Write out the records that appear below, verbatim and complete, but without pictures.

** Information follows **

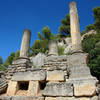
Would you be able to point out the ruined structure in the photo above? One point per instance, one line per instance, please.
(3, 83)
(61, 77)
(53, 48)
(75, 28)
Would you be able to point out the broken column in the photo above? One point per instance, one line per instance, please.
(75, 28)
(25, 43)
(84, 83)
(53, 48)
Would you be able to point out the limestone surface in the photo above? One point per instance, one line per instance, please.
(26, 76)
(58, 89)
(84, 89)
(38, 60)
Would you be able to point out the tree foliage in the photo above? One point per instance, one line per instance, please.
(42, 44)
(64, 29)
(96, 12)
(91, 45)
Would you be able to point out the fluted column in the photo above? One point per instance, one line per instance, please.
(75, 28)
(53, 48)
(25, 45)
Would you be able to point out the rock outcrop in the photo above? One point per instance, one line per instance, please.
(3, 83)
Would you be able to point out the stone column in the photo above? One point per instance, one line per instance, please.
(25, 43)
(75, 28)
(53, 48)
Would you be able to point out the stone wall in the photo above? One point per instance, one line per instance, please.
(61, 78)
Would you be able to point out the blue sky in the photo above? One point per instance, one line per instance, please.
(16, 15)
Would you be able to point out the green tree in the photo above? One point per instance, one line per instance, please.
(46, 34)
(90, 27)
(1, 61)
(42, 44)
(17, 55)
(64, 29)
(96, 12)
(91, 45)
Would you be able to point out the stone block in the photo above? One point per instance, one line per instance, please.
(33, 88)
(27, 98)
(56, 75)
(26, 76)
(84, 89)
(58, 89)
(12, 88)
(94, 98)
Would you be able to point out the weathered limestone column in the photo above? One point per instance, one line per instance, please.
(25, 43)
(53, 48)
(75, 28)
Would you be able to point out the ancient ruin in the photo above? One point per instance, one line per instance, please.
(75, 28)
(65, 77)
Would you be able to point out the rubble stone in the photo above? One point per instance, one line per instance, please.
(56, 75)
(26, 76)
(58, 89)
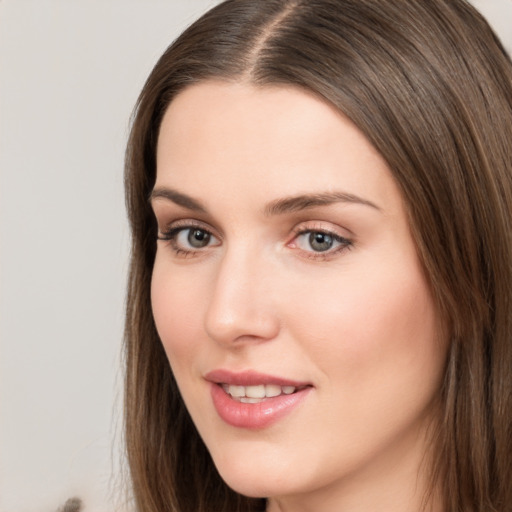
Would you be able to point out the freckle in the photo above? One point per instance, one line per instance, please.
(72, 505)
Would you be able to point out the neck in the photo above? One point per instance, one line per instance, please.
(398, 481)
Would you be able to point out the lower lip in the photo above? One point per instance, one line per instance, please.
(255, 416)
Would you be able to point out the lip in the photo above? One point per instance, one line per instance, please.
(254, 416)
(250, 378)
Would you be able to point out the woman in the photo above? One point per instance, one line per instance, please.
(319, 305)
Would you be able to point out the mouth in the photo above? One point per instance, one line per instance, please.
(252, 400)
(258, 393)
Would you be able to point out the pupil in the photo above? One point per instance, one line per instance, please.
(198, 238)
(320, 241)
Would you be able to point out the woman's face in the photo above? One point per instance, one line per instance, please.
(288, 295)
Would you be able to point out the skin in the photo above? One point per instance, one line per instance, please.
(356, 321)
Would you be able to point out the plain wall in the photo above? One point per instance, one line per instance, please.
(70, 72)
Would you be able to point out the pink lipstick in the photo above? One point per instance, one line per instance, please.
(253, 400)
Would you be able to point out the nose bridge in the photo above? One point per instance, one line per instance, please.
(240, 307)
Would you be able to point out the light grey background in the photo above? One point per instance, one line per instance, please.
(70, 71)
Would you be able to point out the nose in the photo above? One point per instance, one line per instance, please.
(242, 308)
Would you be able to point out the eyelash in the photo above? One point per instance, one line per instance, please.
(173, 232)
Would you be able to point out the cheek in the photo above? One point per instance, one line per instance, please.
(372, 330)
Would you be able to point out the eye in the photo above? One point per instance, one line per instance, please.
(188, 239)
(320, 242)
(193, 237)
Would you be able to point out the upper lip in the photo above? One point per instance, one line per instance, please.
(249, 378)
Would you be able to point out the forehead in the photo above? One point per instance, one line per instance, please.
(266, 141)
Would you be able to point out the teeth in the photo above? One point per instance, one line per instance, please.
(255, 391)
(272, 390)
(254, 394)
(237, 391)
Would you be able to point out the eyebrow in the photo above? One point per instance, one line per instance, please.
(178, 198)
(277, 207)
(307, 201)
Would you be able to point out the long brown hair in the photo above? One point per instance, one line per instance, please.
(430, 86)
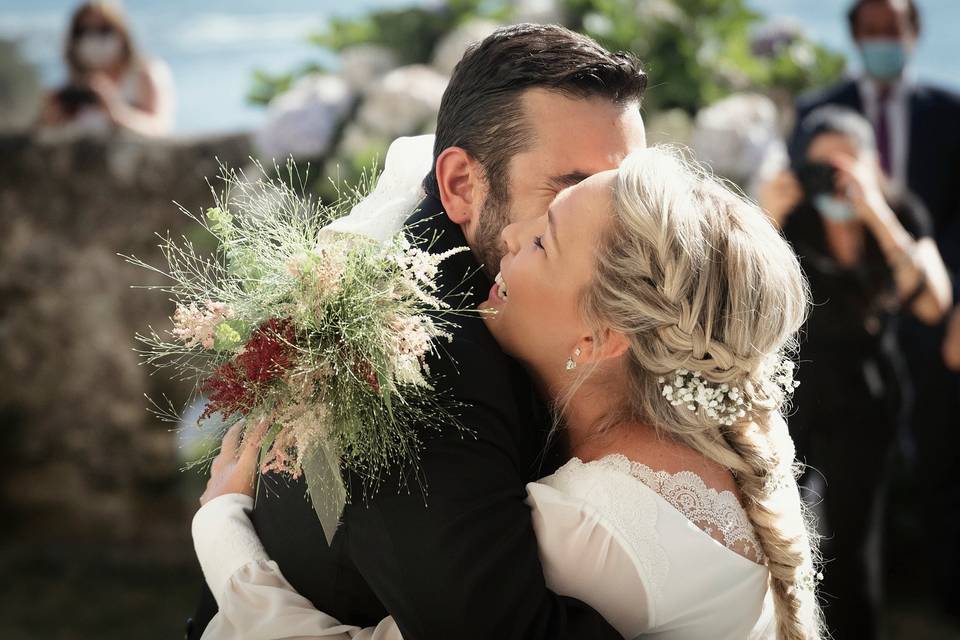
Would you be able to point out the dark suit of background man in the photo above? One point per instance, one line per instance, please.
(462, 561)
(917, 128)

** End of Information **

- **Result of this task**:
Would you be able to point out the ruined structure in the photo above? One point per instance, one line per instance, please.
(3, 83)
(61, 77)
(53, 48)
(75, 28)
Would you be able to point out the broken column in the photo above? One point per instance, one line per instance, please.
(75, 28)
(25, 43)
(84, 83)
(53, 48)
Would you be able to point out the limestone surface in the photo above? One point per instance, one line per instance, please.
(26, 76)
(58, 89)
(84, 89)
(38, 60)
Would you be able to point out the tree foliage in the photo above? One point per instance, one line per instance, please.
(42, 44)
(64, 29)
(96, 12)
(91, 45)
Would you be able to point out the fluted column in the photo above? One point per instance, one line per instance, please.
(75, 28)
(53, 48)
(25, 45)
Would you be able to point out the rock outcrop in the photo above? One point per instance, one line per instance, please.
(3, 83)
Would you be able to point out the stone column in the photo above? One point per instance, one line per instance, please.
(25, 43)
(75, 28)
(53, 48)
Would you be able to point out the stone wall in the photo above? One point per instance, one line per instance, please.
(61, 78)
Would you be able to point out the blue sky in the photo above? One point per instance, one line per instance, please.
(16, 15)
Would you be able to point out the green tree in the photo above? One point per instance, one line per instance, please.
(46, 34)
(90, 27)
(1, 61)
(42, 44)
(17, 55)
(64, 29)
(96, 12)
(91, 45)
Would you be able to point out the stone block in the photo above? One point per instance, one line per instance, please.
(33, 88)
(27, 98)
(56, 75)
(26, 76)
(84, 89)
(58, 89)
(12, 88)
(94, 98)
Would you be able to point out the weathered limestone column in the photo above? One point per instance, one line per instance, please.
(25, 43)
(53, 48)
(75, 28)
Would you be able to point out the ancient ruin in the photo above? One point per instance, one line per instance, please.
(75, 28)
(65, 77)
Would you be able to point out the rubble stone in the photo above? One point per instance, one line per instance, please.
(56, 75)
(26, 76)
(58, 89)
Would you be able to point out the freckle in the photo above? One point per instance, one line per instance, please.
(72, 505)
Would you be able to point out the neck in the photo above? One point per instance, one line per instance, please.
(398, 481)
Would you be able to point out the lower lip in the photo above? One point per instance, one line per instance, please.
(255, 416)
Would you be able to point out the lip in the photo above? One point per instance, one line per instance, please.
(254, 416)
(250, 378)
Would you be able to point out the woman in the photo above? One point per instance, one line per instance, please.
(319, 305)
Would you be able to point out the mouth in the photo above? One point per instance, one line per instance, please.
(252, 400)
(258, 393)
Would you be able to point out the pupil in the photo above? One point per instance, one line per instance, please.
(198, 238)
(320, 241)
Would you be able to point out the woman's face in the photo above? One point per instance, one line per instance, please.
(288, 295)
Would you be able to point out the skin in the photo above? One point per instance, one line per instance, please.
(356, 321)
Would you be able to point out the plain wall in the photo above? One point per instance, one line per instance, please.
(70, 72)
Would you be able to point out the pink lipstick in the photo above? One point per instance, one line per instance, please.
(253, 400)
Would you be able to point out the nose bridge in the photo above? One point per instance, one line per instance, please.
(240, 307)
Would you be able to point out the light grey background in the photo above? One point per instance, one line per instance, please.
(70, 71)
Would you be able to point out the nose in the photo above? One point per instance, one line per instance, please.
(242, 308)
Would you be able to point out the eyelash in the photo above? One point per instance, one line per instance, please.
(173, 232)
Would you be able to point out the cheek in the photo above? One point per instance, one line per instance, please.
(372, 330)
Would you be able to point out the eye in the photo above? One point per instance, one line per instance, please.
(188, 239)
(320, 242)
(193, 237)
Would you be able to point out the upper lip in the photo above? One point per instance, one line per instance, please.
(249, 378)
Would you be able to point out the forehead in the photo above? One point per instance, one line per instance, please.
(266, 141)
Would you be able to point out the teeth in the photo above? One point per instance, one line per instance, please.
(255, 391)
(272, 390)
(254, 394)
(237, 391)
Would you be able to point out the eyebrow in the photo above? One point per instance, one line per instance, please.
(178, 198)
(277, 207)
(307, 201)
Would you be able to point out the long brown hair in the photo above? One point per instance, one line per instance, please.
(430, 86)
Would you be able to point out the dark suit of background man in the photo above? One point per instance, one line per instance, please.
(462, 561)
(917, 128)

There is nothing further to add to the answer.